## Work order
The answer should consist of all the entries, repeated word for word.

## Dataset entries
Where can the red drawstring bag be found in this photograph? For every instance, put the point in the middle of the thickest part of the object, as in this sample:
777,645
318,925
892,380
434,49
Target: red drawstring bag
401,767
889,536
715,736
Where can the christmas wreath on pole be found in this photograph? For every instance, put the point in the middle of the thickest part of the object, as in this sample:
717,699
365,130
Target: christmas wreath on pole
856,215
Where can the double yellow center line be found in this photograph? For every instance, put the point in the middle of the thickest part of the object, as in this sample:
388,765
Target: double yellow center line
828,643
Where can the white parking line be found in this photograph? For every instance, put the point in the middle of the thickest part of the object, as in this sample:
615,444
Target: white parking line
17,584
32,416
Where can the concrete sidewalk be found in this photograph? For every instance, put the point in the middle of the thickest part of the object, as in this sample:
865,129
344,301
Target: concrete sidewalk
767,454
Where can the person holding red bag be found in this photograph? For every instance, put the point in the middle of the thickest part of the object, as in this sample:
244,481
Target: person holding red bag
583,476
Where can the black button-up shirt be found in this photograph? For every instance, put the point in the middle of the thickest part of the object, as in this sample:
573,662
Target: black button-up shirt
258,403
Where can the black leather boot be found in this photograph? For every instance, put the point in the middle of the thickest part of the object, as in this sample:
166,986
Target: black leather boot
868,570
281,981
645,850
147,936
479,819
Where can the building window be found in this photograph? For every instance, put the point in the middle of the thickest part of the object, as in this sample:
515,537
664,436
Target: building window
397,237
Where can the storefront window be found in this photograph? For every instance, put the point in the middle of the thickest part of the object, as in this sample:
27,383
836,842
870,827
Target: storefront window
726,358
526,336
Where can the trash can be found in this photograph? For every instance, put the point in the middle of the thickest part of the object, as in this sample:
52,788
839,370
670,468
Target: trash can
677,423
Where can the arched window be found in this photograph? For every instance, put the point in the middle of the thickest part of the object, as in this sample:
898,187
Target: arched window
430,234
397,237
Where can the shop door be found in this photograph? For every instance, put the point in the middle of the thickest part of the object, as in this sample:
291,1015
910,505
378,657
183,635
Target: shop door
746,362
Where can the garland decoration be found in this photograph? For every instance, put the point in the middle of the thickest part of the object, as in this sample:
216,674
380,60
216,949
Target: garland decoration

## Result of this exercise
Where can the red drawstring bag be found in this photograph? For every instance, put the point in the middle of the thickest part of the object, as in this sample:
777,645
318,925
892,380
434,49
Target: red drawstring bag
401,767
889,536
715,736
Where can the christmas wreath on pole be found in this photograph? For every instance, put the point in the middle of the thickest part of the object, as in this sample:
717,699
365,130
Target: christmas wreath on pole
856,215
Where can the double yellow center line be found in this photograph? For every instance, put the point in the middle of the thickest part of the object, as in this sample:
388,765
Target: double yellow center line
828,643
Where can the white parking line be found in this photograph? For every instance, put the point in the middle of the thickest part of the object, as in this sample:
615,444
Target: white parking line
17,584
32,416
Where can the concrete sidewalk be found in this photograph? For every instance, put the point in the middle of the thickest part of the object, as in this sample:
865,129
344,301
Target: concrete sidewalk
767,454
Where can the person holding red bag be found in this photograph? For every instance, put the point in the middle of the thickest part of the object, as in this sample:
244,481
Target: person holding red bag
583,476
Where can the black button-up shirt be found in this photograph? For every instance, put the point in the middle of the thickest part of the object, as in this sample:
573,662
Target: black button-up shirt
258,403
Where can the black leather boot be found in this photograph? For every instance, put the point in the middle of the thickest part of the object, as in this sample:
166,986
Target: black leather boot
868,570
281,981
645,850
147,936
479,819
Where can the building window be found in this photograph? For every instance, put the point in the middle of the thickest part of the object, as in this sample:
515,537
664,436
Target: building window
397,237
Where can the storefront window be found in this photograph? For every instance, put the point in the middle of the thickest part of the object, as in this sample:
27,383
836,842
870,827
Target: storefront window
726,358
526,336
Where can the trash can be found in this photograph? For every instance, put the point in the middle of the thickest part of the object, as in this sample:
52,788
839,370
670,468
Target: trash can
677,423
Where can the arched window be found in this photograph? For every instance, put the point in the middle of the thickest part of the object, as in this sample:
898,187
Target: arched window
430,234
397,237
Where can the shop door be found in this photograph? For every instance, put the point in the middle of the thickest part of the object, as in this sample:
291,1015
910,505
378,657
183,635
Target: shop door
746,362
Where can the garland decoration be found in this photograph? For every instance, put the point in the middle of the thickest part of the object, as in this sample:
216,674
380,60
216,949
Target: garland decoration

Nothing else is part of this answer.